To visualize input attribution on sequences of text, we can implement an HTML-based highlighter on the decoded input tokens as follows:

	def readable_interpretation(self, decoded_input, metric='combined'):
		...

		# summed_ems is a torch.tensor object of normalized input attributions per token
		positions = [i for i in range(len(summed_ems))]

		# assemble HTML file with red (high) to blue (low) attributions per token
		highlighted_text = []
		for i in range(len(positions)):
			word = decoded_input[i]
			red, green, blue = int((summed_ems[i]*255)), 110, 110
			color = '#{:02x}{:02x}{:02x}'.format(red, green, blue)
			highlighted_text.append(f'<span style="background-color: {color}">{word}</span>')

		with torch.no_grad():
			embedded_inputs = torch.clone(self.model.transformer.wte(self.input_ids))
			output = self.model(inputs_embeds=embedded_inputs)[0][:, -1, :]
			predicted_word = self.model(self.input_ids)[0][:, -1, :] # should be equal to output
			assert torch.equal(output, predicted_word)

			predicted_word = int(torch.argmax(predicted_word, dim=1))
			predicted_word = tokenizer.decode(predicted_word)

		highlighted_text = ''.join(highlighted_text)

## Required action A
In the attribution-highlighting code, what fixed values are given to the green and blue color channels?
## Required action B
Rewrite the paragraph beginning "To visualize input attribution" from the attribution-highlighting excerpt in a shorter form.
## Required action C
Proceed with the attribution-highlighting code from the point where it stops.

## Provided material
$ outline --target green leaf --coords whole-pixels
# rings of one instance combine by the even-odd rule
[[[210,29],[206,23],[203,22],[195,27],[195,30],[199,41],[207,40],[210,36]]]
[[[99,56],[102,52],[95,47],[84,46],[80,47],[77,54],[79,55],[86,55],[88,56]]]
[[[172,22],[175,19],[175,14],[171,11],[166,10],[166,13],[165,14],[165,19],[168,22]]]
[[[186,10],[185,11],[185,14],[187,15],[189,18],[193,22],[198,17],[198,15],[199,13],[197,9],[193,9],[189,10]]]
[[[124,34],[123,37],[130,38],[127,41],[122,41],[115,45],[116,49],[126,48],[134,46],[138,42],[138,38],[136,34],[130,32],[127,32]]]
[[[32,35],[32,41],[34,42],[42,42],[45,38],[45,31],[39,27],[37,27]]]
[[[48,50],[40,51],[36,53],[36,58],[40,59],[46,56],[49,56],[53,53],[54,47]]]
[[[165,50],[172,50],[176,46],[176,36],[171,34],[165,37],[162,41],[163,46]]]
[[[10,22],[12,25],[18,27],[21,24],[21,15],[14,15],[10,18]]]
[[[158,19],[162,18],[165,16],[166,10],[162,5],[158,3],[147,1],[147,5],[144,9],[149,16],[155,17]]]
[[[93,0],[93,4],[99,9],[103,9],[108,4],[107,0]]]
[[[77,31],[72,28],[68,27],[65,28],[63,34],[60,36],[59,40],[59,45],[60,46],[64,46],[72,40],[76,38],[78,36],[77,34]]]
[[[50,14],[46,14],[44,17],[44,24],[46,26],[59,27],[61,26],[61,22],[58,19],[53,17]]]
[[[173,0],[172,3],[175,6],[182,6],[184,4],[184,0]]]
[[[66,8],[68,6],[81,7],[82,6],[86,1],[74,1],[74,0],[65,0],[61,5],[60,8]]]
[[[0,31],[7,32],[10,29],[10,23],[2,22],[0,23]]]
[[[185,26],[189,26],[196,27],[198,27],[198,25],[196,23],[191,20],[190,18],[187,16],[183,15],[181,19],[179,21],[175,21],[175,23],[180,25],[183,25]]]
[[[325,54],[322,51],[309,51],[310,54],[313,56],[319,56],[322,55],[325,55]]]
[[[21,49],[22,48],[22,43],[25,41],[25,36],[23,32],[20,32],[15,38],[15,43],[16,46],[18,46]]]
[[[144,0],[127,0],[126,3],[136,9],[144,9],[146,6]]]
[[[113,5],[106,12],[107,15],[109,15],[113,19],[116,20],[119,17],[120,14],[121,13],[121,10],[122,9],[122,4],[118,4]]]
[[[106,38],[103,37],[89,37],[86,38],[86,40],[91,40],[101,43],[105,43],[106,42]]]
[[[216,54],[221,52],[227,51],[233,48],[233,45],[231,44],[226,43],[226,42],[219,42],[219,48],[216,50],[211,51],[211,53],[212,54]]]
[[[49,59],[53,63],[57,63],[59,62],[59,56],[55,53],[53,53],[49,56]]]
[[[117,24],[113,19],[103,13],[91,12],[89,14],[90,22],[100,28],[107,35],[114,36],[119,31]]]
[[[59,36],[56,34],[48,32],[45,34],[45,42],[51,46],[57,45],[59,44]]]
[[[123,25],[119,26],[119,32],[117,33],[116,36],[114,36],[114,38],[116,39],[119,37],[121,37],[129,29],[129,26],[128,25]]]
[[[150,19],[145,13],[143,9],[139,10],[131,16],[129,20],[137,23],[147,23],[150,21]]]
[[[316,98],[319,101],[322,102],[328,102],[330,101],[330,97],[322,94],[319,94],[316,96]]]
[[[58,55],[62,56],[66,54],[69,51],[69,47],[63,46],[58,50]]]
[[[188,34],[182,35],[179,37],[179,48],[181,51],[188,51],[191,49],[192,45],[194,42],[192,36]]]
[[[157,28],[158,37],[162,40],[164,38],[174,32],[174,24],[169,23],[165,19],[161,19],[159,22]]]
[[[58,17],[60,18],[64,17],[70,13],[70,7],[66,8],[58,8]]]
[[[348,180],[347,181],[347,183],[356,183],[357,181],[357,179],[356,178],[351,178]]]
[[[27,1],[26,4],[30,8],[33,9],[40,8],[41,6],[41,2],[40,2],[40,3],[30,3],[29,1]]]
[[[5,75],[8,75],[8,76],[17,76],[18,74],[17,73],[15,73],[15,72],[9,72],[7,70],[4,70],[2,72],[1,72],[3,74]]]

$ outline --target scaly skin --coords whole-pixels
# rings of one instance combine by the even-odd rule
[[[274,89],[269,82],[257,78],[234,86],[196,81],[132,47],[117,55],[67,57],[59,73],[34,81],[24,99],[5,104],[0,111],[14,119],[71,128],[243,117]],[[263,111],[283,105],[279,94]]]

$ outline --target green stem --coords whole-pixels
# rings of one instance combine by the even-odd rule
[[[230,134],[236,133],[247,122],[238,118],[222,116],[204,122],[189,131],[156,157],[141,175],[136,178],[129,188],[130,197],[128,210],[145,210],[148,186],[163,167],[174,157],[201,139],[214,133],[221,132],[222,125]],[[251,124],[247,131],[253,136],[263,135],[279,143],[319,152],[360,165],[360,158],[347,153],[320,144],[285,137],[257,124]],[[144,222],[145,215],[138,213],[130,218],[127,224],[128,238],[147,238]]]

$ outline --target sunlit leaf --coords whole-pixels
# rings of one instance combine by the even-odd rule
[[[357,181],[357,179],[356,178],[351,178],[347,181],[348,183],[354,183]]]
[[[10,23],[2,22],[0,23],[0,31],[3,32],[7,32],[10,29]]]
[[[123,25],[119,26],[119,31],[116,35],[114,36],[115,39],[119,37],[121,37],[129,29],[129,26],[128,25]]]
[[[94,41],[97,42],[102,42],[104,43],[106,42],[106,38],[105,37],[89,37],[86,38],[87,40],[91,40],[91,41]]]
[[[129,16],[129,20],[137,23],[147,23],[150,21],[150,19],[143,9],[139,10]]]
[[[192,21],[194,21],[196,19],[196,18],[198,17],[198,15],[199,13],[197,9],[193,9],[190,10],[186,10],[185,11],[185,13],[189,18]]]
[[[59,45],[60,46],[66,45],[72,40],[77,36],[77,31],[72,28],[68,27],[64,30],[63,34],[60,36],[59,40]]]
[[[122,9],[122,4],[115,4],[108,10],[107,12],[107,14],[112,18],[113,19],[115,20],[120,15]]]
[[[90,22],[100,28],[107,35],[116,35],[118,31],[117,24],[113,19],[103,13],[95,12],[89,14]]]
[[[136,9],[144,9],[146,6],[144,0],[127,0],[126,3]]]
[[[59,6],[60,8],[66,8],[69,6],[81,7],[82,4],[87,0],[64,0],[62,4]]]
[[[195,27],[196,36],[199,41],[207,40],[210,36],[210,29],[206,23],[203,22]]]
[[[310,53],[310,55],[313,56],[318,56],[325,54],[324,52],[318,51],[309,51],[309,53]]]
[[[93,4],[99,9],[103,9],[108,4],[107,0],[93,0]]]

## Written response A
Both the green and blue channels are set to 110.

## Written response B
An HTML highlighter applied to the decoded input tokens can show input attribution on text sequences.

## Written response C
		highlighted_text += f'</br> </br> Predicted next word: {predicted_word}'
		with open('data.html', 'wt', encoding='utf-8') as file:
			file.write(highlighted_text)
		webbrowser.open('data.html')

This function displays the relative attribution (importance) of each previous token by assigning the attribution value to the red highlighter color, while keeping green and blue highlighter values constant (see the snippet below). This makes higher-attribution tokens appear red, medium-attribution orange and grey, and low-attribution tokens green-blue.

red, green, blue = int((summed_ems[i]*255)), 110, 110
color = '#{:02x}{:02x}{:02x}'.format(red, green, blue)

After loading our model of choice, we can use this module (contained in the GPTEval class, see the source code for more information) to generate input attribution maps as follows:

if __name__ == '__main__':
	input_sequence = 'The wipers on the bus go swish swish'
	input_sequence = input_sequence.strip()
	gevaluate = GPTEval(model, input_sequence)
	input_ids = gevaluate.input_ids[0]
	decoded_input = []
	for symbol in input_ids:
		decoded_input.append(tokenizer.decode(symbol))
	arr = gevaluate.readable_interpretation(decoded_input, metric='combined')

which when given the prompt ‘The wipers on the bus go swish swish’ for the base model of GPT-2 gives

The wipers on the bus go swish swish

Predicted token: sw

Observing input attribution for larger models applied to more complicated inputs, it is clear that the gradient of a model’s output with respect to its input does indeed give useful information. This being the case, we are left with the question we had at the start of this page: why are input representations so inaccurate for trained GPT-type transformers applied to natural language, and indeed why are they less accurate than for untrained models of the same type.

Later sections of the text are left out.